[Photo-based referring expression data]
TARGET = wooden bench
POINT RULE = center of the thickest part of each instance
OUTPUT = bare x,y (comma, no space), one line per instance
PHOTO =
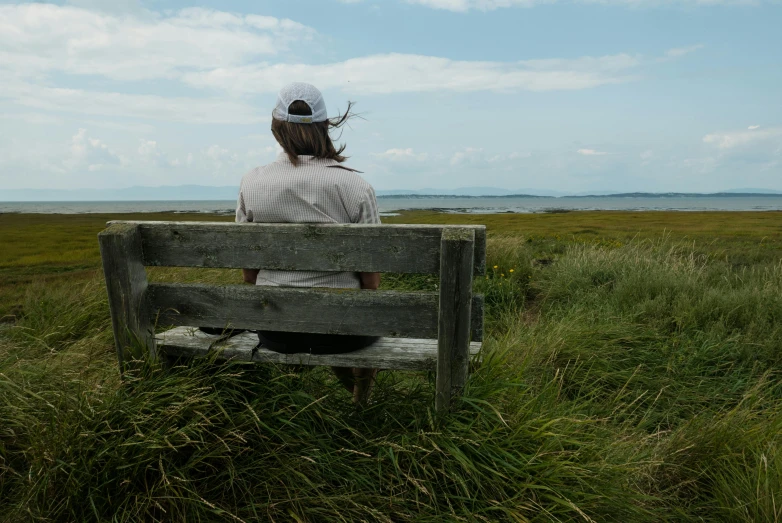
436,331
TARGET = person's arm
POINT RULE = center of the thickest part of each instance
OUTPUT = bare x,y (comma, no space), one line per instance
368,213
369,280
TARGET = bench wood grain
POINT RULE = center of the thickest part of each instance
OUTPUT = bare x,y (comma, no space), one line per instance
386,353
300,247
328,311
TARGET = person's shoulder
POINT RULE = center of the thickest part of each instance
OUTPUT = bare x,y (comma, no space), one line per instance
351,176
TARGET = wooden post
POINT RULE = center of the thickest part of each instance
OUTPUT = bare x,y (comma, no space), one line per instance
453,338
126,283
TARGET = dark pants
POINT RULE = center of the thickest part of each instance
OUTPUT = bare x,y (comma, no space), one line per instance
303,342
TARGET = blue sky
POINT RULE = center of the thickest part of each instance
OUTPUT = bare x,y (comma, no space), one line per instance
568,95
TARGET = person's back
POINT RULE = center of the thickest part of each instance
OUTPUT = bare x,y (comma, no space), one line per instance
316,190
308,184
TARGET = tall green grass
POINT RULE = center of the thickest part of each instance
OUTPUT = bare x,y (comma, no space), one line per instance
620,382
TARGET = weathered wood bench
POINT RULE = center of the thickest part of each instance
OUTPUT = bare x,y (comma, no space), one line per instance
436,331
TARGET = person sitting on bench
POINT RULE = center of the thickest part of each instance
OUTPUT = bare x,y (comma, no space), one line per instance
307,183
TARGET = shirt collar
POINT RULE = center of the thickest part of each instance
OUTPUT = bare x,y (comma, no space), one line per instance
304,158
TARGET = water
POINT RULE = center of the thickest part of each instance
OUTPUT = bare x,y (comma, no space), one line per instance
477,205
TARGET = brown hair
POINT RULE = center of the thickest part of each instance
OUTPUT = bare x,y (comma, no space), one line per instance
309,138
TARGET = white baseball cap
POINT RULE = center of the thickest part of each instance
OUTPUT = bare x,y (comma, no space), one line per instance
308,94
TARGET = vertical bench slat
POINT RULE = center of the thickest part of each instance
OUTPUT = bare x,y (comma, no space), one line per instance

### Exercise
Restate each entry word for word; omit the pictures.

### Task result
TARGET = wooden bench
POINT RULE = center of the thickest part of each instance
OUTPUT = bare x,y (comma, no space), one line per instance
PHOTO =
436,331
TARGET = person's arm
POINT RULE = center of the thickest part of each instance
OUTPUT = bare x,y (comma, no space), one line per instance
368,213
369,280
TARGET = bench wood grain
POINT RULE = center of the thickest part of each instance
OUTPUT = bare x,y (comma, no space), one line per instance
386,353
300,247
328,311
TARGET = person's shoulder
POINT RULE = center of the thickest part of each instance
OUTPUT = bare x,y (comma, no space), one line per instance
351,176
TARGET = wooden post
POINT RULE = center of the thickest part of each instance
OUTPUT = bare x,y (comma, no space), one line per instance
453,338
126,283
TARGET = dark pants
POINT RULE = center of the thickest part of each instance
OUTPUT = bare x,y (comma, no space), one line per instance
303,342
TARGET = blue sky
POINT RULE = center of the thickest part of each instance
OUTPUT = bare x,y (comma, no space), one line per instance
568,95
TARGET = person's back
POINT RULE = center of the thickest part of each instance
OUTPUT = bare x,y (comma, no space), one line per instance
316,190
308,184
TARGET = tall green grass
POINT RULE = center of the thickest part of each instance
OUTPUT = bare x,y (comma, no space), one line per instance
620,382
TARGET = weathered wood bench
POINT RULE = center of the thickest part of each instance
OUTPUT = bare x,y (comma, no space), one line per instance
436,331
TARGET = person sitting on bench
POINT RULE = center of the thickest part of each instance
OUTPUT = bare x,y (comma, no space), one line per instance
307,183
TARGET = shirt collar
POINT RULE = center of the thickest part of each instance
OUTPUT = bare x,y (comma, no space), one line per instance
304,158
TARGET = water
POINT RULE = center of the thickest part of each instance
OUTPUT = bare x,y (comma, no space), one line per instance
477,205
TARGET = brown hair
POINT RULE = center of the thickest part of each instance
OUTPUT = bare x,y (comma, no space), one line per instance
309,138
TARGET = white baseball cap
POINT RULE = center of the thickest part of each instance
OUTPUT = bare x,y (comma, no space), one line per instance
308,94
TARGET = vertical bench slat
POINT RULE = center of the thickest part of each instance
OUTPUT = bare x,y (comma, no space), one line per instance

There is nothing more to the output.